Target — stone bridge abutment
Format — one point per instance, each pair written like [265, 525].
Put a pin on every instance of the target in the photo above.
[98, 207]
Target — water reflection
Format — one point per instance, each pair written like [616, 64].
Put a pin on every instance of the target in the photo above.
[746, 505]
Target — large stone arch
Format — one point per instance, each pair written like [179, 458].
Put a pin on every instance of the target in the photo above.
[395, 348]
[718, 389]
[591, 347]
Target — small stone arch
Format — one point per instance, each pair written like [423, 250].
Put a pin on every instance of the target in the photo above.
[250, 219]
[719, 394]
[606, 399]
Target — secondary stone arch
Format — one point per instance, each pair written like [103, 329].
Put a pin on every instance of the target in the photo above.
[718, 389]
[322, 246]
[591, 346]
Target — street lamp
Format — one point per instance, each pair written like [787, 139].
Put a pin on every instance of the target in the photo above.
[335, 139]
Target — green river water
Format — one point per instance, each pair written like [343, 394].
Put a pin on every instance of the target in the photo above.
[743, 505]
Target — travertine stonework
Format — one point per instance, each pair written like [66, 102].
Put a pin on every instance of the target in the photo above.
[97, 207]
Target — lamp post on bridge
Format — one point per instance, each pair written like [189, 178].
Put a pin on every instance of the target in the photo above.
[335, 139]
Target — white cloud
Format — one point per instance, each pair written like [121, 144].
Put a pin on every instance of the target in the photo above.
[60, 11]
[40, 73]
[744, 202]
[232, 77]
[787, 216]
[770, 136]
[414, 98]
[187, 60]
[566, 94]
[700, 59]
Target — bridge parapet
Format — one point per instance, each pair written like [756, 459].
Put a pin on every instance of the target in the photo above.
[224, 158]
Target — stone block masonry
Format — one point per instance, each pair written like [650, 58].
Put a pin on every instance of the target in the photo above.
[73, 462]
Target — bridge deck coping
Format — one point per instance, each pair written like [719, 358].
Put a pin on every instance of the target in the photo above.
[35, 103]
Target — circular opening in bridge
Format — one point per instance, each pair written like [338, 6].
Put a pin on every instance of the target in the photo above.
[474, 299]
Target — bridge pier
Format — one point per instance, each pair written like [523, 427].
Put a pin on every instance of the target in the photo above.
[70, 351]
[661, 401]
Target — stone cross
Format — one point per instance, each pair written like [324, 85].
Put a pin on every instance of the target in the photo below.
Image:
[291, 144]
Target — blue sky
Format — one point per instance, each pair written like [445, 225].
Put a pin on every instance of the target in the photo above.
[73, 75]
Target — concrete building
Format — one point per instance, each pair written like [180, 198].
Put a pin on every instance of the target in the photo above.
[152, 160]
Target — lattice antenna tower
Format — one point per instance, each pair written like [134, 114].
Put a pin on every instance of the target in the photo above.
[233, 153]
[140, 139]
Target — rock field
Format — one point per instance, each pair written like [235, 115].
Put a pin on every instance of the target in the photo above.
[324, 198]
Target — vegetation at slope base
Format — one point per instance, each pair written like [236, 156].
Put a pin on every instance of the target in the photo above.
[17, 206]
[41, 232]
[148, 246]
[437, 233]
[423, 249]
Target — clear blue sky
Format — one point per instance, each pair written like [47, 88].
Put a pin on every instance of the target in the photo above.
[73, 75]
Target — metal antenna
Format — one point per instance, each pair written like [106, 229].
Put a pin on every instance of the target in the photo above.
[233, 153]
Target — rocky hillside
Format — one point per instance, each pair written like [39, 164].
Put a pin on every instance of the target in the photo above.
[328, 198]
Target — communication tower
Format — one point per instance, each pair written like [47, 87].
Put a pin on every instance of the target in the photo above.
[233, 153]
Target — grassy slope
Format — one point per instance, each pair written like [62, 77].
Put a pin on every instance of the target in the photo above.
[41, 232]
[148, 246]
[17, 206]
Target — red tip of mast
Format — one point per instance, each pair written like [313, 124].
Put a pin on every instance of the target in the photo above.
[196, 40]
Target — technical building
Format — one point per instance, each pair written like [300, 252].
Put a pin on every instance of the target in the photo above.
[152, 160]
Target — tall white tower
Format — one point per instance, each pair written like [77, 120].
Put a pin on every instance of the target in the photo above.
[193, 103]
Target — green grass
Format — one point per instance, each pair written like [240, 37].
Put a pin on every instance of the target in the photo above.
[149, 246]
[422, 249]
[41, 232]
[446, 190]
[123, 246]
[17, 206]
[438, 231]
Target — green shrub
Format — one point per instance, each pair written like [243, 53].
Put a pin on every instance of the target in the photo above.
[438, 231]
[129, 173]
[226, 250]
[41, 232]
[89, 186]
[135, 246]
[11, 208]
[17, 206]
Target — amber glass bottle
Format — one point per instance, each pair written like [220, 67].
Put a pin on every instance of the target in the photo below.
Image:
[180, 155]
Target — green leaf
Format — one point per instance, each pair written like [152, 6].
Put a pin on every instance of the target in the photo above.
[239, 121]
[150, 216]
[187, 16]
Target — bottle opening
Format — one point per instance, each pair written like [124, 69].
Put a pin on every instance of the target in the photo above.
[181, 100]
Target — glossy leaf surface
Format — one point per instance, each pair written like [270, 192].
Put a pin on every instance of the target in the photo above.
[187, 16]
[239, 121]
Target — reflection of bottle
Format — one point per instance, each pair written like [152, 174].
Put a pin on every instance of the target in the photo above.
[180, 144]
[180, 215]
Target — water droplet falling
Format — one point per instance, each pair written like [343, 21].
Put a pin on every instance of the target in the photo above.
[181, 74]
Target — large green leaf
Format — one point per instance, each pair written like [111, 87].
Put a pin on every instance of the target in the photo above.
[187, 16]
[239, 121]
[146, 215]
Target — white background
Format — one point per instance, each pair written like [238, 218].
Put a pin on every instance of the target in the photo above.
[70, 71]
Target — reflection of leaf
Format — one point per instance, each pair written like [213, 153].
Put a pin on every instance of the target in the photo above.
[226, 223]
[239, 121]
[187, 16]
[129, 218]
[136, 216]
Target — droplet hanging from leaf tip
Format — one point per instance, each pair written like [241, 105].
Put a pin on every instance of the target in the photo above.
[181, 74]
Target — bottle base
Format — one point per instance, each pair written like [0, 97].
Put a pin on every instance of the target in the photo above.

▸ **SHORT PROBLEM**:
Produce an exact copy of every entry above.

▸ **SOLUTION BELOW**:
Target — stone bridge abutment
Format — one point per instance, each pair written like [265, 525].
Put a pin on every instance of the target in the photo above.
[98, 207]
Target — water reflection
Format — one point per instance, each pair written like [616, 64].
Put a pin on every instance of the target in the photo above.
[746, 505]
Target — large stone arch
Format — one point per instance, each pair written like [179, 458].
Put a pin on every instance of the target in the photo above.
[395, 348]
[718, 389]
[591, 347]
Target — small stone arch
Format — one point per instance, each pair written like [423, 250].
Put a pin on every instance of the target in the photo above.
[250, 219]
[719, 394]
[606, 399]
Target — secondary stone arch
Format — one point per instance, each pair written like [103, 329].
Put a pin on every instance of the target in the photo above.
[718, 389]
[322, 246]
[591, 346]
Target — street lamp
Format — one point per instance, each pair written like [787, 139].
Put a pin on every instance of the target in the photo above.
[335, 139]
Target — green river water
Format — one point per instance, each pair written like [343, 394].
Put a pin on every instance of the target in the photo above.
[743, 505]
Target — travertine stonework
Format — one point per instance, each pair written like [66, 102].
Put a pin on every instance of the target in the photo above.
[97, 207]
Target — lamp post on bridge
Format — one point per instance, each pair written like [189, 178].
Put a pin on every instance of the target in the photo above.
[335, 139]
Target — white cloud
Format — one point per instance, each pair written like [121, 144].
Put a pin on every instance of the target in the photo above.
[60, 11]
[40, 73]
[744, 202]
[232, 77]
[787, 216]
[770, 136]
[414, 98]
[187, 60]
[566, 94]
[700, 59]
Target — bridge parapet
Format — one point per instance, each pair written like [756, 459].
Put a pin on every instance of the target in the photo above.
[224, 158]
Target — stone block masonry
Format — one point per instance, each pair written like [650, 58].
Put a pin on every instance of the target in the photo above.
[73, 462]
Target — bridge deck coping
Format — one point per instance, each pair written like [719, 358].
Put a pin on every instance of the target in the photo above.
[35, 103]
Target — circular opening in bridge
Format — one point per instance, each pair written like [338, 6].
Put a pin on every instance of the target in the photo above.
[474, 299]
Target — bridge pier
Format — one point per instance, each pair written like [523, 427].
Put a pin on every instance of the target in the photo above.
[70, 351]
[661, 401]
Target — stone cross
Format — one point per instance, each pair written like [324, 85].
Put a pin on every instance of the target in the photo below.
Image:
[291, 144]
Target — blue sky
Format — one point per instance, each pair written like [445, 225].
Put a pin on every instance of the target in the photo above.
[73, 75]
Target — concrete building
Format — one point per instance, each pair written like [180, 198].
Put a pin on every instance of the target in the photo above.
[152, 160]
Target — lattice antenna tower
Format — one point per instance, each pair written like [134, 114].
Put a pin on every instance of the target in the photo above.
[233, 153]
[140, 139]
Target — rock field
Format — one point per instance, each pair written like [235, 115].
Put a pin on every instance of the target in the photo above.
[324, 198]
Target — vegetation at slope base
Format — one point per instance, each pair written like [236, 156].
Put a pin on every instance of the target in the photo above.
[17, 206]
[41, 232]
[148, 246]
[437, 233]
[423, 249]
Target — clear blue sky
Format — one point per instance, each pair written like [47, 88].
Put a pin on every instance of the target in the photo above.
[73, 75]
Target — metal antenna
Format — one point per instance, each pair written like [106, 229].
Put a pin on every instance of the target in the photo above.
[233, 153]
Target — rocky hillside
Format — one point per instance, each pair written like [39, 164].
Put a pin on every instance of the target in the photo above.
[328, 198]
Target — communication tower
Format — one point per instance, each pair written like [47, 87].
Put a pin on every instance of the target in the photo above.
[233, 153]
Target — grassy slope
Format — one point per instance, each pair written like [62, 77].
Put a pin on every instance of the target in the photo above.
[41, 232]
[148, 246]
[17, 206]
Target — red tip of mast
Format — one point per instance, each pair written like [313, 124].
Put a pin on every instance of the target in the photo above.
[196, 40]
Target — technical building
Format — one point per instance, each pair written like [300, 252].
Put a pin on every instance of the target in the photo above.
[152, 160]
Target — tall white tower
Format — one point per instance, each pair written like [77, 120].
Put a pin on every instance of the target in the photo above.
[193, 103]
Target — green grass
Format — one point per instance, each pair written like [240, 37].
Put a pin on every instance of the target in the photo above.
[149, 246]
[422, 249]
[41, 232]
[446, 190]
[123, 246]
[17, 206]
[438, 231]
Target — green shrub
Format — one point per instance, each pair written like [243, 53].
Put a pin on every instance of the target in the photo above.
[438, 231]
[129, 173]
[226, 250]
[41, 232]
[89, 186]
[135, 246]
[11, 208]
[17, 206]
Target — amber glass bottle
Format — one point per instance, each pair written like [220, 67].
Put a pin on every instance of the target in the photo below.
Image:
[180, 155]
Target — green leaf
Format — one point per instance, each pair written like [152, 6].
Put a pin on every instance of the target in the photo above.
[239, 121]
[150, 216]
[187, 16]
Target — bottle opening
Format — one point per instance, each pair written like [124, 69].
Put a pin on every instance of the target in the photo above.
[181, 100]
Target — glossy leaf surface
Format — one point per instance, each pair written like [270, 192].
Put a pin on every instance of the target in the photo above.
[187, 16]
[239, 121]
Target — reflection of bottle
Format — one point per instance, each pair written like [152, 174].
Put a pin on every instance of the target in the photo above.
[180, 144]
[180, 215]
Target — water droplet falling
Format — one point per instance, each pair written like [343, 21].
Put a pin on every instance of the target in the photo above.
[181, 74]
Target — large green leaf
Format — one point per instance, each pair written like [111, 87].
Put a pin on every instance of the target in the photo above.
[187, 16]
[239, 121]
[146, 215]
Target — white background
Format — one point per instance, each pair written like [238, 218].
Put a pin on every instance of the target in the photo above.
[70, 71]
Target — reflection of leaf
Format — one point per instance, each pair written like [213, 153].
Put a pin on every instance of the target in the photo above.
[226, 223]
[239, 121]
[187, 16]
[129, 218]
[136, 216]
Target — droplet hanging from leaf tip
Format — one point per instance, each pair written like [241, 105].
Put a pin on every instance of the target in the photo above.
[181, 74]
Target — bottle base
Format — one point per instance, each pair written like [0, 97].
Put a pin on every instance of the target in the photo above.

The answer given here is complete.